Brief:
Copy out all the data, word for word.

[Records from a dataset]
***

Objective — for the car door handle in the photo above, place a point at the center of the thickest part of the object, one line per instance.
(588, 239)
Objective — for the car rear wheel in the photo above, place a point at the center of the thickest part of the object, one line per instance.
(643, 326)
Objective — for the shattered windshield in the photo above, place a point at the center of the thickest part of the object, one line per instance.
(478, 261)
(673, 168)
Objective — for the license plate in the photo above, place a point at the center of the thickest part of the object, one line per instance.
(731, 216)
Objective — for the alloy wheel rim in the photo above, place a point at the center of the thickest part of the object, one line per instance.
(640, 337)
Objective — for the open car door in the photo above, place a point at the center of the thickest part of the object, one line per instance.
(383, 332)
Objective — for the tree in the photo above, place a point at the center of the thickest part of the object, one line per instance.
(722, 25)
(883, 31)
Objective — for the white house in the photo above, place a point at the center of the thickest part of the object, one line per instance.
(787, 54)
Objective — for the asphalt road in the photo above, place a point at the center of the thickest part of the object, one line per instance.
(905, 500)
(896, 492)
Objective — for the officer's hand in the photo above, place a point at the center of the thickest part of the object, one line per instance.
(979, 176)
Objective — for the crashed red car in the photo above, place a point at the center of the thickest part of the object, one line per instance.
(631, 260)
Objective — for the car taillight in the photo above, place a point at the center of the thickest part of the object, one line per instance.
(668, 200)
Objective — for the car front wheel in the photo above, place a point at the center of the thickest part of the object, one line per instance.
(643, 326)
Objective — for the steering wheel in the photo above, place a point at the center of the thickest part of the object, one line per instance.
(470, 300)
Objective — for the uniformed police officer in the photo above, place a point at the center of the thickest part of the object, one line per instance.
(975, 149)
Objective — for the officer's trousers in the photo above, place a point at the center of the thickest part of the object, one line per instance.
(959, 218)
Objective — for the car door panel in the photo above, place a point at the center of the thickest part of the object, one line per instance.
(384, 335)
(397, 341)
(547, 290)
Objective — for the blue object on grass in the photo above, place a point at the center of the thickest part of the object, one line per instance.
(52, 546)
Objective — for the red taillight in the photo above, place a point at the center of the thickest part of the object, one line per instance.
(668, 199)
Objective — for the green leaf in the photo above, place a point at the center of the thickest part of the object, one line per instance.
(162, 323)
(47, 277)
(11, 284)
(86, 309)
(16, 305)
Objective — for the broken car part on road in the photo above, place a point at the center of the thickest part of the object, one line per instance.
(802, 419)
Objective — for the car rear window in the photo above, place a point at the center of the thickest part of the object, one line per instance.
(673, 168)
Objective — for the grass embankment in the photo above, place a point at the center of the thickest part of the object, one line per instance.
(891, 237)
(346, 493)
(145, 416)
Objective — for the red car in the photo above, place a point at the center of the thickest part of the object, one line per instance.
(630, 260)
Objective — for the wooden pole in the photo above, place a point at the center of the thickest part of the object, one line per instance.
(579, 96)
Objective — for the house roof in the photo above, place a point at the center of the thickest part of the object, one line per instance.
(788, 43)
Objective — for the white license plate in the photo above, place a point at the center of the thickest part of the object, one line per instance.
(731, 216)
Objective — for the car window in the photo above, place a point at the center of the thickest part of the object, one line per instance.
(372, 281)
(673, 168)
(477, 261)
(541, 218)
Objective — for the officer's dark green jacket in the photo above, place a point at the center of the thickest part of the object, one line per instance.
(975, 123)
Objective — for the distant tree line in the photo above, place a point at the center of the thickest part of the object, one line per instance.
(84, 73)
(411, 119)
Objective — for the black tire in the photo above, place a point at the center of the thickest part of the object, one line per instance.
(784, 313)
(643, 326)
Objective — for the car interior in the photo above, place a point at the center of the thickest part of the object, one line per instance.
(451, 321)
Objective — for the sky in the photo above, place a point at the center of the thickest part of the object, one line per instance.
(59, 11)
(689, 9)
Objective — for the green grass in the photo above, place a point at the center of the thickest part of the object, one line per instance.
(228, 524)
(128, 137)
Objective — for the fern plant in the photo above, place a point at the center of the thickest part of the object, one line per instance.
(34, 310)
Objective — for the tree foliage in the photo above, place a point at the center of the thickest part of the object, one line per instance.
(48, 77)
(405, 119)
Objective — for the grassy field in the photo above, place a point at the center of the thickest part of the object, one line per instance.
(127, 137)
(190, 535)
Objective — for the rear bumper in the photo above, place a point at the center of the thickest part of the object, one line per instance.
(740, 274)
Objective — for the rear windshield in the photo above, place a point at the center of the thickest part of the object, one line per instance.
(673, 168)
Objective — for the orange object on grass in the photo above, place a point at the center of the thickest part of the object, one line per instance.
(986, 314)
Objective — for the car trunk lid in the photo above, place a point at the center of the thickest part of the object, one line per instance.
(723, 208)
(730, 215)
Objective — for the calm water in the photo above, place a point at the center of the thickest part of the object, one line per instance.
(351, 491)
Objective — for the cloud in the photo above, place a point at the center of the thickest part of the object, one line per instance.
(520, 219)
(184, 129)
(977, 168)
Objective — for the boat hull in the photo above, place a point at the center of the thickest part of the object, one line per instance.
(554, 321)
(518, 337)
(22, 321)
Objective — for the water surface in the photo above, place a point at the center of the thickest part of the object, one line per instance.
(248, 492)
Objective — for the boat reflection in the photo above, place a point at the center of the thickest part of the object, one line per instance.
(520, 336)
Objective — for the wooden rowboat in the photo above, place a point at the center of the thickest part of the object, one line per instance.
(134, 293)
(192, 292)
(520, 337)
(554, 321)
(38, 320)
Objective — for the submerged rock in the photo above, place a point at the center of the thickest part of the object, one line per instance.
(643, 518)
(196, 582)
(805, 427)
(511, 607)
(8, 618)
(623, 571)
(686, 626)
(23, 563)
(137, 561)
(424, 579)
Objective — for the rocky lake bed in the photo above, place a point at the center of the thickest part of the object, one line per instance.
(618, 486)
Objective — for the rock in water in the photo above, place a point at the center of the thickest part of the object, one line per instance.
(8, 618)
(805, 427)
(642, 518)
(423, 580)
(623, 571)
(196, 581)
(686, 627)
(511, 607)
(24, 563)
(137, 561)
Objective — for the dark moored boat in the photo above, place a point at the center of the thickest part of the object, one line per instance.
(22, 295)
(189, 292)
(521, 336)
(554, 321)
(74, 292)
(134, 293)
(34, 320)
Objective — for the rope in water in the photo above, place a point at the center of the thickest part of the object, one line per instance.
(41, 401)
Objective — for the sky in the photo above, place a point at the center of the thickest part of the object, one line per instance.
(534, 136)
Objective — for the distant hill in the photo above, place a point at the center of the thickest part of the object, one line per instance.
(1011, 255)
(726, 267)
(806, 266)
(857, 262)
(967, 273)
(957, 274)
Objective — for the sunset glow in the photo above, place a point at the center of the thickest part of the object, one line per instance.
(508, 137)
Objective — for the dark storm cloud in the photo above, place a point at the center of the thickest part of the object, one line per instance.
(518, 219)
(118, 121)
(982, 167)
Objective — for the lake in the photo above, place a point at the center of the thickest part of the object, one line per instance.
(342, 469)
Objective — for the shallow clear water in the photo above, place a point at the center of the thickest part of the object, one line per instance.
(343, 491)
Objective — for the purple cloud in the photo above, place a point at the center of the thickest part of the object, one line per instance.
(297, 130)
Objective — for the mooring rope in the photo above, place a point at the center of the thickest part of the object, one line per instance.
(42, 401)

***

Final result:
Objective — for the car door handle in the photo above, place a point at the center of the thickest part of the object, one line per instance.
(588, 239)
Objective — for the car rear wheel in the photo above, place a point at the center of the thickest part of the object, one line per instance.
(643, 326)
Objective — for the shattered windshield in the photo above, place a point at the center of the thickest part of the object, one line per instance.
(478, 261)
(673, 168)
Objective — for the license plate in the photo above, place a point at the center of the thickest part of the object, one line per instance.
(731, 216)
Objective — for the alloy wheel rim in the photo above, place a point at the center of the thickest part of the object, one line per instance.
(640, 337)
Objective — for the open car door in the photo above, place a point at the center of the thickest part of the object, one line per instance.
(383, 332)
Objective — for the tree in the photo above, place a point at the center of the thickest part of the object, one line per instance.
(722, 25)
(883, 31)
Objective — for the white house in the photo above, place a point at the center of the thickest part of the object, one line per instance.
(787, 54)
Objective — for the asphalt road in the photo above, place a point at the center of the thickest part of the object, one line per instance.
(905, 500)
(896, 492)
Objective — for the officer's hand in the photo above, place a point at the center of the thickest part of the object, one line per instance.
(979, 176)
Objective — for the crashed red car in the photo above, place a point at the center of the thickest part of the object, one line per instance.
(631, 260)
Objective — for the car taillight in the photo above, place a point at the center of the thickest part of the object, one line per instance.
(668, 200)
Objective — for the car front wheel in the photo above, place a point at the center of the thickest part of the object, one line per instance.
(643, 326)
Objective — for the steering wheel in the photo above, place a point at the center of the thickest part of the object, one line per instance.
(470, 300)
Objective — for the uniformed police officer in the photo above, place a point at the center of the thickest part of the object, one line per instance.
(975, 149)
Objective — for the officer's trousers in the photo above, place a point at the center of the thickest part of the object, one line per instance.
(959, 218)
Objective — for the car door panel in the photo above, place a point at the center of the thickest part of the object, one line per instance.
(384, 335)
(397, 341)
(547, 290)
Objective — for the blue object on grass in the photo above, place a point at the center of the thickest part of the object, one line per instance.
(52, 546)
Objective — for the red taillight in the photo above, place a point at the center of the thickest part of the object, one line per instance.
(668, 199)
Objective — for the green leaf in the photo above, place a point at the center of the thickest part of the object, one line per instance.
(162, 323)
(47, 277)
(11, 284)
(86, 309)
(16, 305)
Objective — for the broken car part on road in the photo above, place a point at the center of the thickest part of the object, one line per instance.
(802, 419)
Objective — for the car rear window in the photo above, place a point at the center of the thickest part of the object, one line per instance.
(673, 168)
Objective — for the grass embankment in the photo above, place a point at the center of the thickest part of the object, one line per instance.
(891, 237)
(346, 493)
(145, 416)
Objective — for the red car in the photo above, place a point at the center of the thickest part of the object, one line per instance.
(630, 260)
Objective — for the wooden pole in the photo above, place a point at the center of the thickest part of the object, one line per instance.
(579, 96)
Objective — for the house roof in the photo above, place a point at the center of the thickest part of the object, one line per instance.
(788, 43)
Objective — for the white license plate in the photo above, place a point at the center of the thickest part of the object, one line per instance.
(731, 216)
Objective — for the car window in the photo above, place a point at the center of the thickest part of the object, one line per instance.
(372, 281)
(673, 168)
(477, 261)
(541, 218)
Objective — for the officer's dark green jacket in the photo above, place a point at the center of the thickest part of the object, one line per instance.
(975, 123)
Objective — for the distant tree line in the photo above, place a point at the center of the thickest part of the object, one line per instance.
(84, 73)
(411, 119)
Objective — for the black tire in the photo above, place a point at the center of the thickest part of the object, one line per instance.
(784, 313)
(643, 326)
Objective — for the car interior in the photo above, place a point at the center of the thickest part of the object, one line per instance.
(451, 321)
Objective — for the sky in the photo above, place a point at the center of the thickest part of the object, one line per instance.
(59, 11)
(689, 9)
Objective — for the green grass in the photo above, place a point at the center of the thickest part of the object, one line per instance.
(228, 524)
(128, 137)
Objective — for the fern plant in the photo above, place a point at the center of the thickest part of the object, one line per instance.
(34, 310)
Objective — for the tree foliage in the photo above, place a point at the center of the thickest part of the object, one line per instance.
(48, 77)
(405, 119)
Objective — for the grassy field in the photo above, place a point at the center of the thickest part of the object, one line per instance.
(127, 137)
(190, 535)
Objective — for the rear bumper in the photo above, place a point at the center of the thickest part of the object, one line per instance.
(740, 274)
Objective — for the rear windshield in the photo above, place a point at the center of the thickest part of the object, one line per instance.
(673, 168)
Objective — for the orange object on grass in the photo above, place a point at the center of the thickest part of the object, one line per instance.
(986, 314)
Objective — for the car trunk lid in the photo above, place a point at the center of the thickest part of the object, one line per instance.
(723, 208)
(730, 215)
Objective — for the calm water in the photo above, place a point at the center of the thickest part of the object, one line per instance.
(351, 491)
Objective — for the cloud in the photo above, place a point at the center of the thickest part of the object, one line per instance.
(520, 219)
(184, 129)
(977, 168)
Objective — for the boat hull in the photo above, place a point at the center of the thickest part of the object, one line per instance.
(554, 321)
(518, 337)
(22, 321)
Objective — for the water surface in the photo above, place a point at the center of the thickest part of the object, one line per instance.
(248, 492)
Objective — for the boat reflection in the photo above, place a point at the center of the thickest part of the object, one line per instance.
(520, 336)
Objective — for the wooden rowboat in the photo above, place a point at the center of the thickest part of the object, one line per instance.
(134, 293)
(192, 292)
(520, 337)
(554, 321)
(38, 320)
Objective — for the submerged rock in the photo above, place a point at the center of the thickest part of the object, one line per instance.
(643, 518)
(196, 582)
(805, 427)
(511, 607)
(8, 618)
(623, 571)
(686, 626)
(23, 563)
(137, 561)
(424, 579)
Objective — for the rocky lake bed in the photo above, place a point at the center of the thickest part of the object, one line per instance.
(618, 486)
Objective — for the rock in water in the photo above, place a point at the center of the thickest part of the object, one line per instance.
(8, 618)
(805, 427)
(642, 518)
(423, 580)
(623, 571)
(196, 581)
(686, 627)
(511, 607)
(24, 563)
(137, 561)
Objective — for the dark moored boat in the photo above, place a point at the center of the thickest part of the object, one line per instance.
(22, 295)
(189, 292)
(521, 336)
(554, 321)
(74, 292)
(134, 293)
(34, 320)
Objective — for the rope in water in the photo above, place a point at the center of the thickest part of the object, one line per instance.
(41, 401)
Objective — for the sky in the photo above, place a point at the center of the thickest part of the object, one line per instance.
(534, 136)
Objective — for the distant hill in the photo above, place a point at the center of the thickest part of the object, one line per instance.
(1011, 255)
(726, 267)
(806, 266)
(857, 262)
(967, 273)
(957, 274)
Objective — for the sunset glow in the photo above, place a point at the center of the thickest part of the object, one line per instance.
(508, 137)
Objective — for the dark storm cloud in the photo above, place a point at the center of the thickest part of the object, one line per instance.
(518, 219)
(118, 121)
(982, 167)
Objective — for the lake in the photo above, place a point at the center of the thickest part of the object, one line per instance.
(342, 469)
Objective — for the shallow clear water in the photo above, place a point at the center of the thickest part of the object, one line per instance.
(343, 491)
Objective — for the purple cloud in the photo above, place a point at the center of the thickest part of the object, one line per instance.
(297, 130)
Objective — for the mooring rope in the photo above, place a point at the center of the thickest part of the object, one line per instance.
(42, 401)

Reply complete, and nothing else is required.